══ Provided information ══
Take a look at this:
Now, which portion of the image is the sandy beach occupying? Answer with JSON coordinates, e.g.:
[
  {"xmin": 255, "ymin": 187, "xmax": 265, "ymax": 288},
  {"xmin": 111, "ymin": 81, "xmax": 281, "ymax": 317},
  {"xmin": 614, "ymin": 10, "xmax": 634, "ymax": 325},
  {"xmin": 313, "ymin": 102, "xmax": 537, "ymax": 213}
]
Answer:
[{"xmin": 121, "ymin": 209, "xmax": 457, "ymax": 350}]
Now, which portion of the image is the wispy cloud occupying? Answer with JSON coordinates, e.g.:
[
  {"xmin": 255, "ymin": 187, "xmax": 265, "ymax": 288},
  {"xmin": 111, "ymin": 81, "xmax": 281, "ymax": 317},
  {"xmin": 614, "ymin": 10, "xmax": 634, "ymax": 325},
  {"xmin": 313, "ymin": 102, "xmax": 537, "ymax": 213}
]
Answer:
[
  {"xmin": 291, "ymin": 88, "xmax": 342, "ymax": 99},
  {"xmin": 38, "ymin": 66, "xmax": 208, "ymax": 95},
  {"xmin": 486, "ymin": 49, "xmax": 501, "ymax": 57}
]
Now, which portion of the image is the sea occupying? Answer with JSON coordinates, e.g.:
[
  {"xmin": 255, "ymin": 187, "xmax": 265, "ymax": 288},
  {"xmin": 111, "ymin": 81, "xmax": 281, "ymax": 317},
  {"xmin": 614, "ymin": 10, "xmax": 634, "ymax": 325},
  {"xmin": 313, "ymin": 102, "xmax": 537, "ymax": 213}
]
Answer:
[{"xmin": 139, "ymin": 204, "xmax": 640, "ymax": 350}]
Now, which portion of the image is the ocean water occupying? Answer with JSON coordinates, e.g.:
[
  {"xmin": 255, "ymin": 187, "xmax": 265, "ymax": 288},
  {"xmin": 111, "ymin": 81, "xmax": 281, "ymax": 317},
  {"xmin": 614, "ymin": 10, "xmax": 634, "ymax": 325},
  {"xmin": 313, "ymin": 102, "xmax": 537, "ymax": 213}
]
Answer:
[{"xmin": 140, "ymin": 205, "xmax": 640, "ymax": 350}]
═══
## Problem requirements
Count the lines in the items above that contain the string "portion", and reply with that number alone.

## Exercise response
4